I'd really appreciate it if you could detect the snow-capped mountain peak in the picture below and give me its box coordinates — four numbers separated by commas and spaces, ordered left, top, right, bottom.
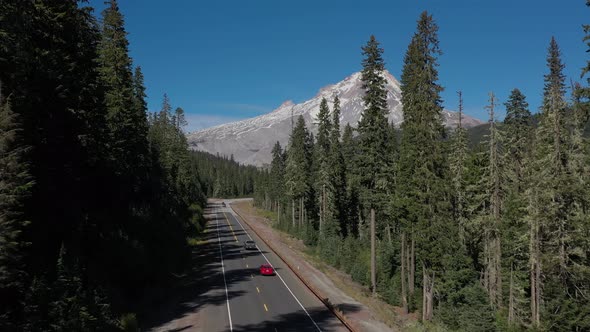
188, 71, 482, 166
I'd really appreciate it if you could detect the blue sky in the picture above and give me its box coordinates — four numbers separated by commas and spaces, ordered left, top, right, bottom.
90, 0, 590, 131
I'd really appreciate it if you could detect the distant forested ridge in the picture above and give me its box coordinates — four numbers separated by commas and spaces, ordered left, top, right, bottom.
0, 0, 253, 331
255, 12, 590, 331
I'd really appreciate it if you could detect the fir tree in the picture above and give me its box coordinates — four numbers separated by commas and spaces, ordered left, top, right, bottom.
449, 91, 468, 243
355, 36, 388, 213
98, 0, 147, 174
501, 89, 534, 325
314, 98, 332, 238
528, 38, 572, 326
0, 95, 32, 330
327, 96, 347, 235
394, 12, 459, 320
285, 116, 311, 228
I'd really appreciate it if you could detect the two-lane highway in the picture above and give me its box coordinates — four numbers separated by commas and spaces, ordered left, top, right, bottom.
212, 204, 347, 332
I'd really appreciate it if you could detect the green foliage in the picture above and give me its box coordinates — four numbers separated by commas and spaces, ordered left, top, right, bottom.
354, 36, 390, 211
0, 95, 33, 330
119, 313, 139, 332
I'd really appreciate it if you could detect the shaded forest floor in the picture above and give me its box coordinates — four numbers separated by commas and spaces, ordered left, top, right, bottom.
231, 201, 421, 331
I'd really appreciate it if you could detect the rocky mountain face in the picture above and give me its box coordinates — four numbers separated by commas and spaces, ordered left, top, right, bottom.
188, 71, 483, 166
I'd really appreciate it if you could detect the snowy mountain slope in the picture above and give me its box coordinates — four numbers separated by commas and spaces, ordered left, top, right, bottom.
188, 71, 482, 166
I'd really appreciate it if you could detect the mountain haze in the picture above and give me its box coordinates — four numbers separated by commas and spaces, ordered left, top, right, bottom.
188, 71, 482, 166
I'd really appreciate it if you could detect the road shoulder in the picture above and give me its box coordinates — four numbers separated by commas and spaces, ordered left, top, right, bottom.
231, 201, 400, 332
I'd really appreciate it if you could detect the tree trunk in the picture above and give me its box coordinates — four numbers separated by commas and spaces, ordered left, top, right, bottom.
508, 265, 514, 325
299, 197, 303, 228
371, 209, 377, 295
319, 188, 324, 238
400, 233, 408, 314
358, 209, 363, 240
422, 263, 434, 322
408, 232, 416, 298
529, 213, 541, 327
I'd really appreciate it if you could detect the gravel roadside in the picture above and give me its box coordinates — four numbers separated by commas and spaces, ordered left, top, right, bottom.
231, 201, 403, 332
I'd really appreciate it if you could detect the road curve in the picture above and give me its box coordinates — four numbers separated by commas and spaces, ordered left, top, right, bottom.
147, 202, 348, 332
215, 204, 347, 332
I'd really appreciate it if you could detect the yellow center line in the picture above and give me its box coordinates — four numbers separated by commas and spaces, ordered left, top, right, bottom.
223, 212, 238, 242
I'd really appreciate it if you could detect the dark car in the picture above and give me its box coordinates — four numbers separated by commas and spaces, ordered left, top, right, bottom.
244, 240, 256, 250
260, 264, 275, 276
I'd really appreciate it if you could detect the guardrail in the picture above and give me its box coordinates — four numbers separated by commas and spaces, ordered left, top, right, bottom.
229, 203, 358, 332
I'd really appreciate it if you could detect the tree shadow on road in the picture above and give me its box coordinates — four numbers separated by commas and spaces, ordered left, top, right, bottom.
233, 305, 359, 332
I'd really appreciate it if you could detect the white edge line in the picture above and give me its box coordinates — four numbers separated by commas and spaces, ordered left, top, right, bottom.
225, 208, 322, 331
215, 209, 234, 331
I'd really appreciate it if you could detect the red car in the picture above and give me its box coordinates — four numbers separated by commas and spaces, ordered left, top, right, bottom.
260, 264, 275, 276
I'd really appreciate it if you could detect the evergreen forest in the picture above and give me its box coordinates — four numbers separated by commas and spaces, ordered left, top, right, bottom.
255, 3, 590, 331
0, 0, 258, 331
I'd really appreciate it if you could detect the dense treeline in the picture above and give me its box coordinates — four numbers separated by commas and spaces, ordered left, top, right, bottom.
191, 151, 261, 198
0, 0, 215, 331
255, 7, 590, 331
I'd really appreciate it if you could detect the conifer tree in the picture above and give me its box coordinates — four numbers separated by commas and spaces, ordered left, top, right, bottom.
270, 141, 285, 213
314, 98, 332, 238
501, 89, 534, 325
394, 12, 459, 321
285, 115, 311, 228
449, 91, 468, 243
482, 92, 503, 308
527, 38, 572, 326
0, 96, 32, 331
98, 0, 147, 174
356, 36, 388, 213
327, 96, 347, 235
342, 123, 361, 236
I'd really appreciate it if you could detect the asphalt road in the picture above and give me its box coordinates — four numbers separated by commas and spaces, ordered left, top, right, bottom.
210, 200, 347, 332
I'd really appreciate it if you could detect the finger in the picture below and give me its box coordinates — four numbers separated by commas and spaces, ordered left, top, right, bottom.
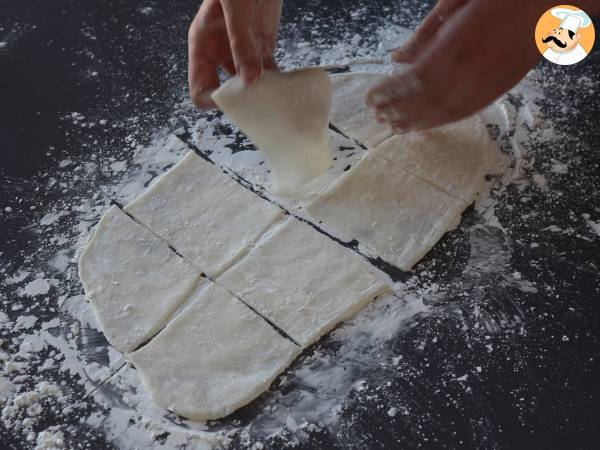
263, 55, 279, 70
392, 0, 468, 63
222, 59, 237, 76
188, 42, 219, 109
221, 0, 262, 85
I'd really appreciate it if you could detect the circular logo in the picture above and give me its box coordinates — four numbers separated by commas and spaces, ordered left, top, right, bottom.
535, 5, 596, 66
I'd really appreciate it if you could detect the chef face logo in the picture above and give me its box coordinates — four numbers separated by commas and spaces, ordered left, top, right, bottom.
535, 5, 595, 65
542, 28, 581, 53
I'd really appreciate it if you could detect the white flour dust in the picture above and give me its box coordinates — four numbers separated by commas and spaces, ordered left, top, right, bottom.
0, 7, 600, 449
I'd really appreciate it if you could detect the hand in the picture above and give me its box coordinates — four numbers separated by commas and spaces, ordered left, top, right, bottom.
367, 0, 547, 132
188, 0, 282, 109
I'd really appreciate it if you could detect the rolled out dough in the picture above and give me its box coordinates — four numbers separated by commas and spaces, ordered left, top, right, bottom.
306, 152, 467, 270
217, 217, 389, 347
330, 72, 392, 147
125, 152, 283, 278
212, 68, 332, 193
374, 117, 493, 203
79, 206, 200, 352
129, 283, 300, 420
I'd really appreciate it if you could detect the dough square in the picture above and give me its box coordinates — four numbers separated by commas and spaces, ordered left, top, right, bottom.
79, 206, 200, 352
130, 283, 301, 420
329, 72, 392, 147
212, 67, 332, 193
125, 152, 283, 278
373, 117, 493, 203
216, 217, 389, 347
306, 152, 467, 271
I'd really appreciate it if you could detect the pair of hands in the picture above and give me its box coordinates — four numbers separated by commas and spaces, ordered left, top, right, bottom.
188, 0, 545, 132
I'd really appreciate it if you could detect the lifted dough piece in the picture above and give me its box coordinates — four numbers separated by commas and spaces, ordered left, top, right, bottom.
130, 283, 300, 420
125, 152, 283, 278
212, 68, 333, 193
374, 117, 493, 203
330, 72, 392, 147
79, 206, 200, 352
306, 152, 467, 271
217, 217, 389, 347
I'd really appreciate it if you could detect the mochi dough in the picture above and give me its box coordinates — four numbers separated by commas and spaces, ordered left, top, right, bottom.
129, 283, 300, 420
329, 72, 392, 147
79, 206, 200, 353
306, 152, 467, 271
125, 152, 283, 279
212, 68, 333, 193
216, 217, 389, 348
374, 116, 493, 203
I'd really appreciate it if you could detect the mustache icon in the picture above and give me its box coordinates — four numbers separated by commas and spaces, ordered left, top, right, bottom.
542, 36, 567, 48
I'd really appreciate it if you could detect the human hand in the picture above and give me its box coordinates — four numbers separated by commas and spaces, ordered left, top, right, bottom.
188, 0, 282, 109
366, 0, 546, 132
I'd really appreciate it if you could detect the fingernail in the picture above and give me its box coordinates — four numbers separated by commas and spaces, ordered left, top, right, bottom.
192, 90, 217, 109
239, 65, 259, 86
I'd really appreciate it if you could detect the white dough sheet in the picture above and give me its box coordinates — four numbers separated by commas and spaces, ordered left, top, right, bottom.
212, 68, 332, 193
217, 217, 389, 347
79, 206, 200, 353
130, 283, 301, 420
79, 69, 492, 420
329, 72, 392, 147
125, 151, 283, 278
306, 152, 467, 271
374, 116, 495, 203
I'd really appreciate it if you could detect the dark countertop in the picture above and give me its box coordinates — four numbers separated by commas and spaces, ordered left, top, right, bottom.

---

Please rewrite the data from its start through the line that contains "119, 313, 139, 332", swapping "box coordinates" for "bounding box" and keeping everything else unchanged. Omit the pictures.

WORKED SOLUTION:
I'd really appreciate it if you could detect the snow-capped mountain peak in the picture below and give me its bounding box — four numbers separated by commas and spaces, ordered left, top, right, bottom.
188, 71, 482, 166
I'd really appreciate it if you could detect the blue sky in the picture above and give me its bounding box — four numbers separated by commas and spaces, ordered left, top, right, bottom.
90, 0, 590, 131
I'd really appreciate it if you could detect the distant forested ridge in the picture above and give me its bounding box — four numbers separated by commas and spaces, ordered left, top, right, bottom.
0, 0, 253, 331
255, 12, 590, 331
I'd really appreciate it if you could detect the fir tree in the picture above and give me its bounding box — four numbers separated by commas and spaces, ordered left, top, right, bottom.
449, 91, 468, 243
355, 36, 388, 213
98, 0, 147, 174
501, 89, 534, 325
314, 98, 332, 238
528, 38, 572, 326
0, 95, 32, 330
327, 96, 347, 235
394, 12, 459, 320
285, 116, 311, 228
I'd really appreciate it if you could detect the two-lane highway in the picture above and give me its bounding box — four numbers separated by commas and spaces, ordered left, top, right, bottom.
212, 204, 347, 332
I'd really appreciate it if you could detect the green foliage in the picture above and give me its bounding box — four numbers separated by commas and spaces, ordered left, top, right, bottom.
354, 36, 390, 211
0, 95, 33, 330
119, 313, 139, 332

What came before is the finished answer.